____ PAGE EXTRACT

An earlier patent, U.S. Pat. No. 3,215,891, notes that silicon rectifiers have a relatively high temperature capability, typically to 150 degrees C. (Celsius), and, having a relatively simple device structure, do not exhibit the thermal runaway characteristics of semiconductors which either have multiple junctions or have properties which are very sensitive to thermal effects. This patent is hereby incorporated herein by reference. Consequently, it is feasible to place such device within the glass envelope of the lamp and still have them survive the high ambient temperature.

However, as adaptive techniques have evolved which employ multi-junction semiconductors, there tends to be more vulnerability to performance degradation at high temperatures. An article by the present inventor, E. Rodriguez, entitled, “Cooling a High Density DC-DC Converter Impacts Performance and Reliability” PCIM Magazine, November 1999 pp 60-66 describes in detail the principles of heat removal from a semiconductor chip and the subtleties of optimizing such heat removal paths. U.S. Pat. No. 6,515,858 further describes such heat removal principles and how the functional stability or failure susceptibility of any given semiconductor is a function of its closeness to its maximum operating temperature. This patent is hereby incorporated herein by reference.

It has been noted that it is the combination of ambient temperature with self-generated heat which is the destructive combination. In other words, a device might very well survive the high temperature within a lamp glass envelope but the self generated heat, if not removed, raises the junction temperature far above acceptable levels. Consequently, in prior art, it has generally not been possible to place within the glass envelope of a lamp any silicon semiconductors of a dissipative nature other than simple rectifier diodes. Non silicon, multi-junction semiconductors, employing materials such as gallium arsenide can withstand much higher temperatures, but the costs and performance limitations of such devices has precluded them from commercial lighting applications.

________
____ GIVEN INFORMATION

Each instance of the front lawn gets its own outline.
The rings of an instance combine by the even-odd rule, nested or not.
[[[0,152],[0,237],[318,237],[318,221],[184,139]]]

________

Continue the patent passage about heat limits on semiconductors inside a lamp's glass envelope, starting after its final sentence.

▸ WRITTEN RESPONSE:
In a typical Edison base incandescent lamp, it is customary to have the filament enclosed with a sealed glass envelope, essentially evacuated of air and then filled with certain inert gases within that envelope to promote longer filament life. The design of the filament and the types of gases employed within the envelope are not particularly relevant to the proposed embodiment and will therefore be omitted from further description. Suffice it to say a wire is connected, within the sealed glass bulb envelope, to each end of the filament. In one small area of the glass envelope, through which the air is evacuated, the glass is essentially pinched and sealed by heating the glass in that area to the melting point in the manner noted in the bottom of a typical glass thermometer.

The two wires from the filament pass through that pinched and sealed glass area. This forms what is called a glass-to-metal seal in that no air or other gas can escape or pass through the same tiny hole through the wire passes. The two wires, now being outside of the sealed glass envelope, are directed to, and soldered or welded within, two holes in the screw base, one hole being in the center and one being on the periphery. The center connection will subsequently make contact with the center contact of a socket while the outer contact will make contact to the outer screw shell of a socket.

In a final configuration, having the screw base attached to the glass envelope, there is very little air space within the screw base in which to place any electronic device or circuit board.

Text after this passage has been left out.